*Supplied data*.
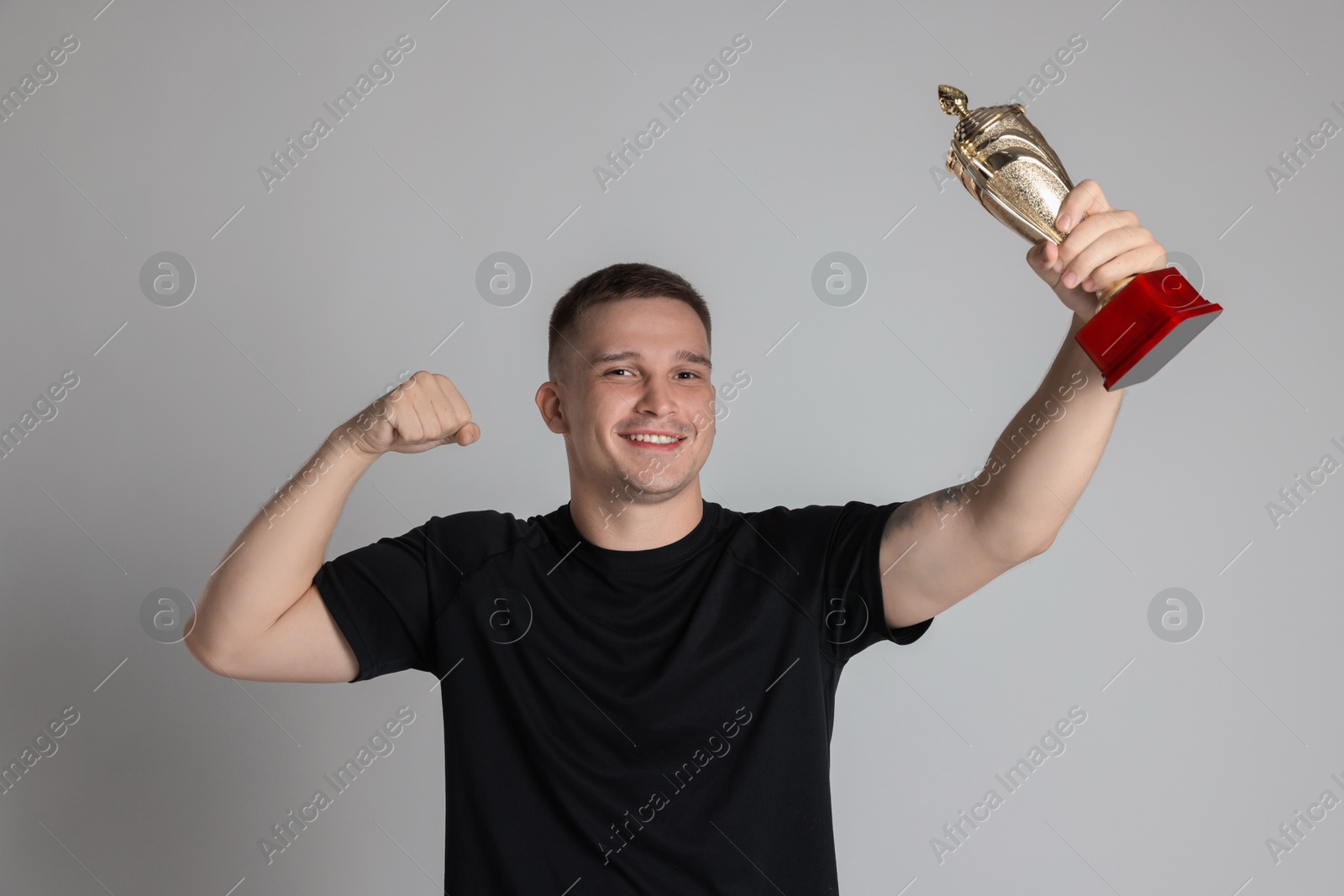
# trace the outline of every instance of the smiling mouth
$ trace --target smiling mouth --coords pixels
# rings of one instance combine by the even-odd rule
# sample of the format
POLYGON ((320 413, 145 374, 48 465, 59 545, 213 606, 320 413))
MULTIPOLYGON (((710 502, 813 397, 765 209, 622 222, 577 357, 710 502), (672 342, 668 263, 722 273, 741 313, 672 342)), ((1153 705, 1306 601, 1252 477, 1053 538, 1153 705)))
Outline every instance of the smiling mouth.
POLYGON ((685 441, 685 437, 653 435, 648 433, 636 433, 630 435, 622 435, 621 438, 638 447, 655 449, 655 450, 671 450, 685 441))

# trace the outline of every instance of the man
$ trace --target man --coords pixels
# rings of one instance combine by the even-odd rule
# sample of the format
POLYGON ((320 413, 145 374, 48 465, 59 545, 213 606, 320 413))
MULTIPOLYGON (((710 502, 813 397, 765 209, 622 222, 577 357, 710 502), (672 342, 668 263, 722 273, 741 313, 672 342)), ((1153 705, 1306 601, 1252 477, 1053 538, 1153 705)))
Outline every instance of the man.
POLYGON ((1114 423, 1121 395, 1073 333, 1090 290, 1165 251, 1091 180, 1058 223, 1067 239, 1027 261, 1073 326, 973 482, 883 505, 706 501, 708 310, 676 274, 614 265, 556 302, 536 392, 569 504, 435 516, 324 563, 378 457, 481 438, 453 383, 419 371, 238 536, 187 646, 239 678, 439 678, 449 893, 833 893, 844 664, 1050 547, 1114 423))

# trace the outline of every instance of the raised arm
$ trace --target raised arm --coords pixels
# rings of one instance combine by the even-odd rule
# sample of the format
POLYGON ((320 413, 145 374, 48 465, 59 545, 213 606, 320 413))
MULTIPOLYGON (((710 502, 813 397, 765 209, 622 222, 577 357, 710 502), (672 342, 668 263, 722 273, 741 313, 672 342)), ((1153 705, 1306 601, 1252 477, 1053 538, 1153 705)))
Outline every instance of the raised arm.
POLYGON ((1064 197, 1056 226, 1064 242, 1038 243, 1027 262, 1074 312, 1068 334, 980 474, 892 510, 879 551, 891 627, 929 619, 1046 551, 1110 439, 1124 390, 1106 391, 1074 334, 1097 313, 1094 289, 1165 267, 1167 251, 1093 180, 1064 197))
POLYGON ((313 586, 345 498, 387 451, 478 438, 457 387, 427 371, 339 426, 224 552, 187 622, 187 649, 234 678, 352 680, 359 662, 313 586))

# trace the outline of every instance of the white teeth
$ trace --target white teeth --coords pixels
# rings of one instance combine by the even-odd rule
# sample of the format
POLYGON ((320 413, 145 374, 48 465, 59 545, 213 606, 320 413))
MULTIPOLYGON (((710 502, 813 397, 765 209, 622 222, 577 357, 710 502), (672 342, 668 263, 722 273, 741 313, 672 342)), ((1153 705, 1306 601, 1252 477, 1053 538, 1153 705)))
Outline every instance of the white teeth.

*Work instructions*. Reproduce every line of the material above verbatim, leaving out the pictures.

*Answer to the problem*.
# trace the outline of every instance of the smiling mouth
$ trace --target smiling mouth --coords pixels
# rings of one instance combine by the even-odd rule
# sample of the format
POLYGON ((320 413, 145 374, 48 465, 59 545, 213 606, 320 413))
MULTIPOLYGON (((710 502, 813 397, 765 209, 622 222, 577 357, 710 502), (672 342, 668 263, 722 273, 741 313, 672 342)), ((1153 705, 1306 601, 1252 477, 1053 538, 1153 705)))
Outline every instance of the smiling mouth.
POLYGON ((685 441, 685 437, 653 435, 648 433, 636 433, 630 435, 622 435, 621 438, 638 447, 655 449, 655 450, 671 450, 685 441))

# trace the outline of every instance of the man
$ trace --target man --coords pixels
# rings of one instance combine by the even-odd rule
# sample of the format
POLYGON ((320 413, 145 374, 48 465, 59 545, 213 606, 320 413))
MULTIPOLYGON (((710 502, 813 397, 765 209, 622 222, 577 357, 710 502), (672 342, 668 263, 722 273, 741 313, 672 342)), ((1153 705, 1306 601, 1252 477, 1053 538, 1153 705)))
Outline every instance of the man.
POLYGON ((1114 423, 1121 395, 1073 333, 1090 290, 1165 251, 1091 180, 1058 223, 1067 239, 1027 261, 1073 326, 973 482, 883 505, 706 501, 708 310, 676 274, 614 265, 556 302, 536 392, 569 504, 435 516, 324 563, 378 457, 481 438, 453 383, 419 371, 238 536, 187 646, 239 678, 439 678, 449 893, 833 893, 844 664, 1050 547, 1114 423))

# trace the outline of every instance of the raised arm
$ trace --target raised arm --coords pixels
# rings of one instance combine by the even-odd rule
# sample of the format
POLYGON ((320 413, 145 374, 48 465, 59 545, 213 606, 320 413))
MULTIPOLYGON (((710 502, 813 397, 765 209, 622 222, 577 357, 710 502), (672 342, 668 263, 722 273, 741 313, 672 342)), ((1153 705, 1306 601, 1252 477, 1053 538, 1153 705)))
Outline every instance of the raised arm.
POLYGON ((1064 197, 1056 226, 1064 242, 1038 243, 1027 262, 1074 312, 1068 334, 980 474, 892 510, 879 551, 891 627, 929 619, 1046 551, 1110 439, 1124 390, 1106 391, 1074 334, 1097 313, 1094 289, 1165 267, 1167 251, 1093 180, 1064 197))
POLYGON ((313 586, 345 498, 387 451, 478 438, 457 387, 427 371, 339 426, 224 552, 187 622, 187 649, 234 678, 352 680, 359 662, 313 586))

# trace the outline of every instance of the white teeth
$ trace --target white teeth --coords pixels
# rings of one instance combine by the even-odd rule
# sample of the format
POLYGON ((320 413, 145 374, 48 465, 59 545, 213 606, 320 413))
MULTIPOLYGON (((710 502, 813 397, 765 209, 622 222, 577 357, 710 502), (672 342, 668 263, 722 273, 741 313, 672 342)), ((1153 705, 1306 601, 1252 477, 1053 538, 1153 705)))
Outline every instance of the white teeth.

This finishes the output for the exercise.